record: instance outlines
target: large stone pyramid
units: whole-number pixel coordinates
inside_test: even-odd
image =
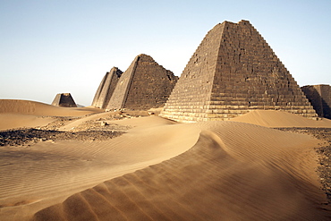
[[[317,116],[250,21],[224,21],[191,57],[160,115],[189,123],[228,120],[254,109]]]
[[[306,85],[301,87],[301,89],[318,116],[331,119],[331,86]]]
[[[140,55],[124,72],[113,68],[106,74],[92,106],[106,110],[161,107],[177,81],[178,77],[151,56]]]
[[[117,67],[113,67],[106,73],[94,96],[92,106],[103,109],[106,107],[122,73],[123,72]]]
[[[70,93],[57,94],[52,102],[52,106],[77,107],[77,105]]]

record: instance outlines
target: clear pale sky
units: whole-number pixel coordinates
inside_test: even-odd
[[[180,76],[207,32],[248,20],[300,86],[331,84],[331,1],[0,0],[0,98],[89,106],[140,54]]]

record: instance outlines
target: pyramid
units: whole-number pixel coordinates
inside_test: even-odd
[[[57,94],[52,102],[52,106],[77,107],[77,105],[70,93]]]
[[[172,72],[142,54],[124,72],[113,68],[105,75],[92,106],[106,110],[162,107],[177,81]]]
[[[224,21],[208,31],[191,57],[160,115],[184,123],[219,121],[255,109],[317,116],[250,21]]]
[[[93,106],[103,109],[106,107],[122,73],[123,72],[117,67],[113,67],[109,72],[106,73],[94,96]]]
[[[306,85],[301,89],[318,116],[331,119],[331,86]]]

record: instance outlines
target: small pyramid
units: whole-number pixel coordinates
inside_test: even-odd
[[[147,55],[136,56],[123,73],[112,70],[101,81],[92,106],[106,110],[162,107],[178,80]]]
[[[52,102],[52,106],[77,107],[77,105],[70,93],[57,94]]]
[[[106,73],[96,92],[92,106],[102,109],[106,107],[122,73],[123,72],[117,67],[113,67]]]
[[[224,21],[208,31],[191,57],[160,115],[186,123],[218,121],[255,109],[317,116],[250,21]]]
[[[306,85],[301,89],[318,116],[331,119],[331,86]]]

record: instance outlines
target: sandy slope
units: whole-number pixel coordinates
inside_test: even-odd
[[[266,127],[331,127],[331,120],[308,119],[284,111],[255,110],[231,119]]]
[[[0,131],[20,127],[41,127],[55,121],[53,117],[39,117],[20,114],[0,114]]]
[[[184,127],[201,130],[188,151],[75,193],[33,219],[329,220],[314,173],[316,140],[233,122]]]
[[[71,194],[160,163],[196,143],[198,128],[162,123],[165,121],[155,120],[157,125],[153,130],[137,125],[132,132],[108,141],[66,140],[40,142],[30,149],[2,148],[0,220],[24,220]]]
[[[61,107],[30,100],[0,99],[0,113],[39,116],[81,116],[102,112],[93,107]]]
[[[83,116],[98,112],[101,110],[93,107],[61,107],[30,100],[0,99],[0,131],[45,126],[55,120],[52,116]]]

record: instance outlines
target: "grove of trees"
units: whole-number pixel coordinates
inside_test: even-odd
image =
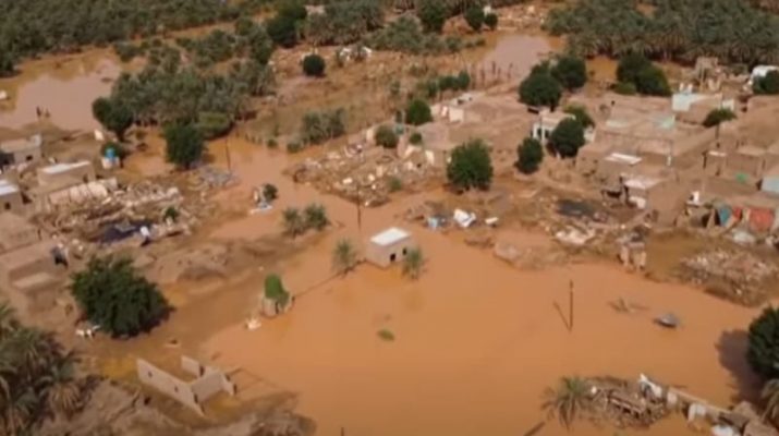
[[[766,0],[755,0],[764,2]],[[583,0],[552,10],[545,27],[568,35],[580,56],[614,58],[636,52],[694,62],[774,63],[779,56],[779,21],[744,0],[654,0],[652,13],[636,0]]]
[[[155,327],[169,306],[157,286],[133,268],[129,257],[94,257],[73,275],[71,292],[84,316],[113,337]]]
[[[488,190],[492,182],[492,160],[482,140],[471,140],[452,150],[447,179],[459,190]]]

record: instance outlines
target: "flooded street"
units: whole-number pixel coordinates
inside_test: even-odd
[[[0,102],[0,128],[21,129],[37,121],[36,108],[48,110],[50,122],[65,130],[93,130],[92,102],[110,94],[121,69],[105,51],[52,57],[26,62],[22,73],[0,78],[10,99]]]

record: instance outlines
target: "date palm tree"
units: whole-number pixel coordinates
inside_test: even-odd
[[[589,409],[589,386],[581,377],[562,377],[556,389],[544,393],[544,410],[549,417],[556,417],[570,428],[583,413]]]

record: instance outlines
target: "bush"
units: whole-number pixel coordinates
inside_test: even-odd
[[[746,361],[766,379],[779,377],[779,310],[766,307],[750,324]]]
[[[474,32],[482,31],[484,21],[484,9],[478,4],[474,4],[465,11],[465,22]]]
[[[735,113],[733,113],[732,110],[726,109],[726,108],[719,108],[719,109],[711,109],[708,114],[706,114],[706,119],[703,121],[703,125],[707,128],[714,128],[715,125],[719,125],[726,121],[734,120],[735,119]]]
[[[482,140],[471,140],[452,150],[447,166],[447,179],[461,190],[489,189],[492,182],[492,161],[489,150]]]
[[[565,89],[577,89],[587,83],[587,66],[584,60],[580,58],[563,56],[558,59],[551,69],[551,75],[557,78]]]
[[[422,125],[433,121],[430,106],[425,100],[415,98],[405,108],[405,123],[411,125]]]
[[[574,119],[564,119],[549,135],[549,144],[562,157],[575,157],[584,146],[584,128]]]
[[[755,78],[752,83],[752,90],[762,95],[779,94],[779,71],[769,71],[764,77]]]
[[[290,293],[284,289],[281,282],[281,277],[276,274],[269,274],[265,277],[265,298],[272,300],[280,306],[285,306],[290,301]]]
[[[165,130],[165,141],[168,161],[179,168],[190,169],[203,157],[203,135],[191,124],[168,126]]]
[[[374,134],[374,140],[377,145],[385,148],[395,148],[398,147],[398,135],[394,130],[389,125],[379,125]]]
[[[520,101],[528,106],[548,106],[557,108],[562,97],[562,88],[548,70],[534,71],[520,84]]]
[[[197,130],[206,140],[224,136],[232,129],[232,120],[220,112],[200,112],[197,117]]]
[[[312,203],[303,210],[307,229],[324,230],[330,225],[325,206]]]
[[[419,0],[416,5],[416,16],[422,22],[425,32],[440,34],[447,22],[449,11],[441,0]]]
[[[114,337],[147,331],[168,313],[162,293],[129,257],[92,258],[73,275],[71,291],[89,322]]]
[[[582,124],[584,129],[595,126],[595,121],[593,120],[593,117],[589,116],[589,113],[587,112],[587,108],[585,108],[584,106],[571,105],[565,108],[565,113],[572,114],[573,118],[575,118],[576,121],[579,121],[579,123]]]
[[[488,13],[484,16],[484,24],[489,27],[490,31],[498,28],[498,14]]]
[[[544,149],[538,140],[526,137],[516,147],[516,169],[525,174],[532,174],[538,170],[538,166],[544,160]]]
[[[319,55],[308,55],[303,58],[303,73],[309,77],[325,76],[325,59]]]

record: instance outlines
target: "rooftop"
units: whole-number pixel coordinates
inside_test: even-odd
[[[390,227],[381,233],[377,233],[376,235],[370,238],[370,242],[377,245],[387,246],[407,238],[411,238],[411,234],[405,230],[399,229],[397,227]]]
[[[54,164],[48,167],[44,167],[40,169],[41,172],[45,172],[47,174],[61,174],[63,172],[68,172],[72,169],[75,168],[82,168],[89,166],[90,164],[86,160],[82,160],[78,162],[73,162],[73,164]]]

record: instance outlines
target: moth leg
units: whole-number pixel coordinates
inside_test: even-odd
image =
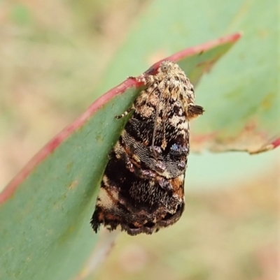
[[[122,117],[124,117],[125,116],[127,116],[132,110],[134,110],[134,107],[131,107],[130,108],[127,109],[125,112],[124,112],[122,115],[120,115],[118,116],[115,116],[115,118],[117,119],[121,119]]]
[[[190,119],[195,119],[198,116],[202,115],[204,112],[204,110],[203,109],[203,107],[198,105],[190,103],[188,106],[187,114]]]
[[[160,177],[158,179],[158,184],[164,190],[167,191],[169,193],[173,193],[173,187],[172,185],[164,178]]]

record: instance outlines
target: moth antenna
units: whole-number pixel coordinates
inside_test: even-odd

——

PROBLEM: Reproduce the stretch from the start of the rows through the line that contains "[[[306,85],[301,87],[301,89],[318,116],[331,119],[331,86]]]", keeping every character unchanged. Leave the pictures out of your copy.

THE REPLY:
record: instance outlines
target: large stone pyramid
units: whole-number pixel coordinates
inside_test: even-odd
image =
[[[317,116],[250,21],[224,21],[191,57],[160,115],[189,123],[228,120],[254,109]]]
[[[306,85],[301,87],[301,89],[318,116],[331,119],[331,86]]]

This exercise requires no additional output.